◆ EXERCISES ◆
a – Answer these questions from the article on Warren Beatty and Gene Hackman:
(i) On which black-and-white sitcom did Beatty get an early taste of the profession?
(ii) In what year did the two actors first meet, and on the set of which film?
(iii) What award did Beatty win for Splendor in the Grass?
b – Carry on the article about Warren Beatty and Gene Hackman, starting right after its last sentence.
EXTRACT: Begin
‘I think I disappointed him,’ Hackman said of working with the actor-director
Warren Beatty and Gene Hackman’s storied screen careers are like two long lines that intersect at critical points. Both came to Hollywood as the ‘50s turned the corner into the ‘60s, and both got their first tastes of the profession through television – Beatty on the black-and-white sitcom The Many Loves of Dobie Gillis; Hackman with bit parts on long-running series like Naked City and Route 66. Both also got to flex more dramatic muscles with prestigious live-television anthologies such as Playhouse 90 and The United States Steel Hour.
Then, in 1964, the two future Oscar winners met for the first time on the set of the moody and experimental mystery, Lilith, starring Jean Seberg. Beatty had already hurtled to stardom with his 1961 movie debut, Splendor in the Grass, for which he won a Golden Globe for Most Promising Newcomer. Hackman, on the other hand, was just starting out in features. “Between takes, during the one good dialogue scene we had together, Warren would ask director Robert Rossen [The Hustler] why he was doing certain masters, tracking shots and set ups,” Hackman recalls. “This being my first film, I was so full of tension. But still, Warren’s interest in the technicalities of filmmaking impressed me.” Making note of Beatty’s curiosity, Hackman could tell that his costar would someday end up behind the camera.
EXTRACT: End
SOURCE DATA: Begin
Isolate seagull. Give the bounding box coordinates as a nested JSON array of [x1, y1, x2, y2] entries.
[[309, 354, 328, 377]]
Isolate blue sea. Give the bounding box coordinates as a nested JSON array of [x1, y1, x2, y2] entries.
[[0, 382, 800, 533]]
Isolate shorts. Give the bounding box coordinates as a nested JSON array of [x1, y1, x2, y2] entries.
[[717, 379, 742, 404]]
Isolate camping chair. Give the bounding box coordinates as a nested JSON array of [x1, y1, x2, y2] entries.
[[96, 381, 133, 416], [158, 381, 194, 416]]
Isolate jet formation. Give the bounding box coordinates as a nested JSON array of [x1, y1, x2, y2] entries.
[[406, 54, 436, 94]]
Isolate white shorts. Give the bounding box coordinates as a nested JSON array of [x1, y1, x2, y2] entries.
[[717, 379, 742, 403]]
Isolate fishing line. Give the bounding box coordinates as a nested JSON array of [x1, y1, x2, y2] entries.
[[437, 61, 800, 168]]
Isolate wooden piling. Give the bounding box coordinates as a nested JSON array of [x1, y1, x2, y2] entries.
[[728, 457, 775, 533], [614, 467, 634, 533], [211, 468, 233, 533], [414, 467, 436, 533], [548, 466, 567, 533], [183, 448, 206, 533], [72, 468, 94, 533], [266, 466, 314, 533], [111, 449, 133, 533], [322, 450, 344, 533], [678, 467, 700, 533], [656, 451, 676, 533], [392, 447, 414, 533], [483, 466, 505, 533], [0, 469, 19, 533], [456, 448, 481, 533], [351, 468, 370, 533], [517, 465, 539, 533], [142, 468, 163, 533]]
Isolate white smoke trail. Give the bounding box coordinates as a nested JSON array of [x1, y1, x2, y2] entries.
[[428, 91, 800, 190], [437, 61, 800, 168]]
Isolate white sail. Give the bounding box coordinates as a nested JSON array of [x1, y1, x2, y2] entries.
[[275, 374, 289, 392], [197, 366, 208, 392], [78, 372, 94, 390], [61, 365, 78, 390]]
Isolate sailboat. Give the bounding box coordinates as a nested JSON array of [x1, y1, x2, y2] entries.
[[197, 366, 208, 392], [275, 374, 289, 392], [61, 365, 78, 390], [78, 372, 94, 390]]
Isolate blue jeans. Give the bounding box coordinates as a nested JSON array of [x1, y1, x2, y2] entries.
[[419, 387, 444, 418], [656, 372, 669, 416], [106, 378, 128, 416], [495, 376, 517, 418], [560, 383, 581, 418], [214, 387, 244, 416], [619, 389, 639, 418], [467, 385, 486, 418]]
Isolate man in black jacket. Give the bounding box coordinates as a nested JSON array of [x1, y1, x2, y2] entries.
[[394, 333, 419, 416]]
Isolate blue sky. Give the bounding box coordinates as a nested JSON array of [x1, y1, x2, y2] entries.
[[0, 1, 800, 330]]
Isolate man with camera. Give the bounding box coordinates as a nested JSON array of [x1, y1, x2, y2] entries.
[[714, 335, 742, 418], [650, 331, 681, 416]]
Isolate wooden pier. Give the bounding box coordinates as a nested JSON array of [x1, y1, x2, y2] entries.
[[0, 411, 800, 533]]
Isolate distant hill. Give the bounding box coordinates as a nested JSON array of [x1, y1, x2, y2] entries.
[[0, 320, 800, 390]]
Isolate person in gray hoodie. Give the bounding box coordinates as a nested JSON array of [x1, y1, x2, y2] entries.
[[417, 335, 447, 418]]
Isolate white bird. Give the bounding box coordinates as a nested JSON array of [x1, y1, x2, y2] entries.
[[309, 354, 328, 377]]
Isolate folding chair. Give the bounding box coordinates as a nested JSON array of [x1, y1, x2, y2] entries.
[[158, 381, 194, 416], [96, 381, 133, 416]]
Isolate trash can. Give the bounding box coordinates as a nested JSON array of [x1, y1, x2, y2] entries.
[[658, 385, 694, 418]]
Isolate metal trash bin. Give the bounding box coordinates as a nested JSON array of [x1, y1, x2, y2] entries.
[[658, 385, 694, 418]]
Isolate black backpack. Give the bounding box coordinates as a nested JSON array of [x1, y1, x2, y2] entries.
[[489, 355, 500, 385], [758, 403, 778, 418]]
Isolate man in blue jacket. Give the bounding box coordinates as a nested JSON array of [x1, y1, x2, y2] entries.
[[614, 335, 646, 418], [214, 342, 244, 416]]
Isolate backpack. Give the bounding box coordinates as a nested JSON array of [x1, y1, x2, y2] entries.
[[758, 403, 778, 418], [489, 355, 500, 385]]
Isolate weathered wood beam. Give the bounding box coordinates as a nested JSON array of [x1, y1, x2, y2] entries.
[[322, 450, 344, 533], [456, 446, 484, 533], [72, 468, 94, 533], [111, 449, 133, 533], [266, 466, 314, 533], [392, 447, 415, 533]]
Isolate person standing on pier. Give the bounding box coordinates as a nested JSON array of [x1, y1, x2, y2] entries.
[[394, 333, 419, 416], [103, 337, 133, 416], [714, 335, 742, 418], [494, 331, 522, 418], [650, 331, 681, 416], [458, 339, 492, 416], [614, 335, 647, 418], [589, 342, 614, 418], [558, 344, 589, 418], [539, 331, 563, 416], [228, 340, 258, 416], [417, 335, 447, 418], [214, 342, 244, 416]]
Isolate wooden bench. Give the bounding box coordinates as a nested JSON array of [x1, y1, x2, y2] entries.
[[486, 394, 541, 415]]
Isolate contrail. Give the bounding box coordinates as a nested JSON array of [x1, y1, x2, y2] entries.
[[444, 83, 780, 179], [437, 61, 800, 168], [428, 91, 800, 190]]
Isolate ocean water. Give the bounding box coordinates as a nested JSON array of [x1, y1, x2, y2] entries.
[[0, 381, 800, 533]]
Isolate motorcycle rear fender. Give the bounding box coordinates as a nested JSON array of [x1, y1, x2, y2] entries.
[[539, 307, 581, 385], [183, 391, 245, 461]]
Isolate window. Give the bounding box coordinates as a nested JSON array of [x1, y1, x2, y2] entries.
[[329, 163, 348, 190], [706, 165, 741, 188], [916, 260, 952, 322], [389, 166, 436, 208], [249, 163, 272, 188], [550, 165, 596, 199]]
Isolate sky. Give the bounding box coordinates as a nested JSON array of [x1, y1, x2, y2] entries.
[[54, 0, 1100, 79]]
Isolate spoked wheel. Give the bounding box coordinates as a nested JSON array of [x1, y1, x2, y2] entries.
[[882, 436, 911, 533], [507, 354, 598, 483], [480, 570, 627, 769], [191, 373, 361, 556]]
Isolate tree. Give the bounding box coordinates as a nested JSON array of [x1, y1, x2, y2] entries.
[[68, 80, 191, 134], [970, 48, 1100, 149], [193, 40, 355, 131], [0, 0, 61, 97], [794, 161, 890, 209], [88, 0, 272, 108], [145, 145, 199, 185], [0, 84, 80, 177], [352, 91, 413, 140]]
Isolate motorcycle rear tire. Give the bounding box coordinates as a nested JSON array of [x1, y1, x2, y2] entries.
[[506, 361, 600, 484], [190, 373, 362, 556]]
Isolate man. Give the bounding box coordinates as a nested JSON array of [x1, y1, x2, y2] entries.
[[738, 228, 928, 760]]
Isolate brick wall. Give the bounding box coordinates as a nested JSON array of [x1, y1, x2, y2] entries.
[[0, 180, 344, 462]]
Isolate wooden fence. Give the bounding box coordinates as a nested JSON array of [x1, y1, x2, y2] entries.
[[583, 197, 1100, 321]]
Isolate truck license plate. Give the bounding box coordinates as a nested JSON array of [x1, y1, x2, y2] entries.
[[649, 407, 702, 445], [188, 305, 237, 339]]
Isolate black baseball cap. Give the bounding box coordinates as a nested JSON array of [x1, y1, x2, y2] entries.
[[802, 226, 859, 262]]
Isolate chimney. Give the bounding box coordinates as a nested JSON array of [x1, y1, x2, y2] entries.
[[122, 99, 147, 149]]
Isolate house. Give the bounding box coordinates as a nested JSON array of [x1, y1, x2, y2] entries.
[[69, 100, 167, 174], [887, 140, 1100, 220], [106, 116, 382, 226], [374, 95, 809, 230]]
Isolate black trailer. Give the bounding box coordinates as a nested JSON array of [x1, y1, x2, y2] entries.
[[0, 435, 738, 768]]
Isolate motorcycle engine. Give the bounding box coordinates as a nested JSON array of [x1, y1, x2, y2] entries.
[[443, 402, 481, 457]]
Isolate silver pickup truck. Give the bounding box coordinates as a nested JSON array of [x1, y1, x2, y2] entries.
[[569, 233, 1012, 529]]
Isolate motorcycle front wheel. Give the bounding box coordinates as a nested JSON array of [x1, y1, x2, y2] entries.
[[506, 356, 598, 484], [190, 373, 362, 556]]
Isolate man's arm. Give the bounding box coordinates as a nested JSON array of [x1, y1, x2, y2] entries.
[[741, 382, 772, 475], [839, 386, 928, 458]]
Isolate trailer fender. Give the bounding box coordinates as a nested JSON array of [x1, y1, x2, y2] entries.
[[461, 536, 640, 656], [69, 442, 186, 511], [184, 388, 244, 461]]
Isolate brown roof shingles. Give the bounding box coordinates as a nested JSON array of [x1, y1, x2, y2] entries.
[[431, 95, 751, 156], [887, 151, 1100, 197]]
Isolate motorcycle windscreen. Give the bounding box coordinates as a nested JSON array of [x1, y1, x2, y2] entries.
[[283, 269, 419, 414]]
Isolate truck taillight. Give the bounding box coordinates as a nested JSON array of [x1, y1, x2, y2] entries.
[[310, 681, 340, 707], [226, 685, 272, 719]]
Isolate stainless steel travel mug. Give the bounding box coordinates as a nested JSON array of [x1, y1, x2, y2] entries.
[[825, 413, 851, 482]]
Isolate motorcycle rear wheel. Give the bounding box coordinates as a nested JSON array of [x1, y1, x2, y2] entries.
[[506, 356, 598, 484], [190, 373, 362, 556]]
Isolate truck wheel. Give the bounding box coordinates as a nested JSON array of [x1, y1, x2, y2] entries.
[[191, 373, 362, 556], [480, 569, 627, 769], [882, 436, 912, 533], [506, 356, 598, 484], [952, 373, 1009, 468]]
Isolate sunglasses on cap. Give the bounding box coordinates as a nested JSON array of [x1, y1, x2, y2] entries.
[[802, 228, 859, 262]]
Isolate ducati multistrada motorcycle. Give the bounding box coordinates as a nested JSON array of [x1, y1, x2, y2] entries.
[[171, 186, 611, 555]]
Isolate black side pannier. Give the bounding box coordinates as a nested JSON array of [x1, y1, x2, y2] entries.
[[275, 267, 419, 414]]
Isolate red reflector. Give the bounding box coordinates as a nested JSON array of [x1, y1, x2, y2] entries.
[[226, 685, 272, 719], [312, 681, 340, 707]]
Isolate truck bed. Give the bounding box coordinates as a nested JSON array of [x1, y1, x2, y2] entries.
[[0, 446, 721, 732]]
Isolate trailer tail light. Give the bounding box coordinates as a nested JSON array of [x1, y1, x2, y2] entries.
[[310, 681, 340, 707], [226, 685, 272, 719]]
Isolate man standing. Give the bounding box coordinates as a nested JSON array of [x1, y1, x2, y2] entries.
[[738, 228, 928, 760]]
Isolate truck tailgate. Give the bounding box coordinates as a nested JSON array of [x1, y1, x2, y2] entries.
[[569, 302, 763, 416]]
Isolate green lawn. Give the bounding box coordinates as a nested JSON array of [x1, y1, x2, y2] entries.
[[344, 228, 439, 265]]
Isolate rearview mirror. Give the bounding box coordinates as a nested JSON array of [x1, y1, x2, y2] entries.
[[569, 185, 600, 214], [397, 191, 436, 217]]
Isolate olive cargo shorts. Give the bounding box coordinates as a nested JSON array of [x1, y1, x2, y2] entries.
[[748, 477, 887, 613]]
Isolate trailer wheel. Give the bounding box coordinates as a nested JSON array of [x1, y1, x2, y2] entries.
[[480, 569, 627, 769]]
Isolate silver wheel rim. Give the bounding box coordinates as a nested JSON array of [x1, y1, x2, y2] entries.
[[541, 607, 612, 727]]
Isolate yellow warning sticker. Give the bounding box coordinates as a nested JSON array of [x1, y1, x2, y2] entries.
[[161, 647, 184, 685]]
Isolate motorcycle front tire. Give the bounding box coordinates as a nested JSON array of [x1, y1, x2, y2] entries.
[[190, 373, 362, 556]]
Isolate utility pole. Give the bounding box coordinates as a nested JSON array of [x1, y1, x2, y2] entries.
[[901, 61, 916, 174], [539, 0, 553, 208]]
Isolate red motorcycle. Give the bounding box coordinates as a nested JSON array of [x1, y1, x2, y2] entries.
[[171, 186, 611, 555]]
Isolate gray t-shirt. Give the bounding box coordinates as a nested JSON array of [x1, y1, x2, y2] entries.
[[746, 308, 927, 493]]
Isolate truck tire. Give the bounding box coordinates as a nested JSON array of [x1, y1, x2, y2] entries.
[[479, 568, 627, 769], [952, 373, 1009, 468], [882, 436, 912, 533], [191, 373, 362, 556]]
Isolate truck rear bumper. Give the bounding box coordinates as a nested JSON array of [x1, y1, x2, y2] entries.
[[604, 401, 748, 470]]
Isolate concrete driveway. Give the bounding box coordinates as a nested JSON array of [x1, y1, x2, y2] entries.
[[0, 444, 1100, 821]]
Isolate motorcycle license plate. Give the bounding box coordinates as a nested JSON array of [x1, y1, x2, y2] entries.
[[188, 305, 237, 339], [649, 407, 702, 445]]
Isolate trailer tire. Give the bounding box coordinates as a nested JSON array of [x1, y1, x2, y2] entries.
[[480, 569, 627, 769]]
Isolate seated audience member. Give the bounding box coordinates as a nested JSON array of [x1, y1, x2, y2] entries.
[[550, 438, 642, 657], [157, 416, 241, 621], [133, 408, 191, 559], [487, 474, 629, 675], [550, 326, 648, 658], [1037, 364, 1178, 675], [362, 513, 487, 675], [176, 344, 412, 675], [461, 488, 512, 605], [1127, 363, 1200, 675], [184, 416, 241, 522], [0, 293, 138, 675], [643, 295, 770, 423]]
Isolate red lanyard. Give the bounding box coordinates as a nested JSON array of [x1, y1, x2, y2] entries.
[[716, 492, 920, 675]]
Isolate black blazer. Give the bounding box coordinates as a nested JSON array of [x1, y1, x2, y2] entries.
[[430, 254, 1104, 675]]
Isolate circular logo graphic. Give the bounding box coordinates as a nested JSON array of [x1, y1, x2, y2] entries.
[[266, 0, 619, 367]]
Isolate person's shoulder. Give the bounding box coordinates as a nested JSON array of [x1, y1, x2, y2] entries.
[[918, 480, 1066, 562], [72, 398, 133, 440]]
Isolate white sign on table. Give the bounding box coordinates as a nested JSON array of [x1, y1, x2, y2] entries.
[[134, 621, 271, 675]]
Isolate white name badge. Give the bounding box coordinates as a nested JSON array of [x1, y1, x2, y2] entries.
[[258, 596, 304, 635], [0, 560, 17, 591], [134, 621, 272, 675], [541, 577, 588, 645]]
SOURCE DATA: End
◆ OUTPUTS FOR THE TASKS ◆
a –
(i) The Many Loves of Dobie Gillis
(ii) 1964, on the set of Lilith
(iii) A Golden Globe for Most Promising Newcomer

b –
Says Beatty, “There’s a scene in Lilith between me and Gene and Jessica Walter, and I thought that Gene was such a natural, honest, brilliant actor that he made me good in our scene together. I remember thinking, I’m not going to do any other movies without him.”
Beatty (whose latest film, Rules Don’t Apply, opens Nov. 23) did go on to make several other films without Hackman – films like Mickey One, Promise Her Anything, and Kaleidoscope. But those were all jobs for hire. He didn’t have any say in casting. Then, with 1967’s Bonnie and Clyde, when Beatty was the producer of that rule-breaking outlaw romance, he could fill the cast with his actors. He immediately thought of Hackman for the part of Buck Barrow, his on-screen brother and partner in crime. “Actor-producers were rare in those days, says Hackman. “There was no doubt as to who was in charge. And several Hollywood long-time ‘Pros’ on the set openly wondered about this upstart – this so-called ‘producer’ – knowledgeable beyond his years and known by few.” Just 30-years-old when the film was released, Beatty was an upstart. But Bonnie and Clyde happened to be the kind of revolutionary movie that only an upstart could make.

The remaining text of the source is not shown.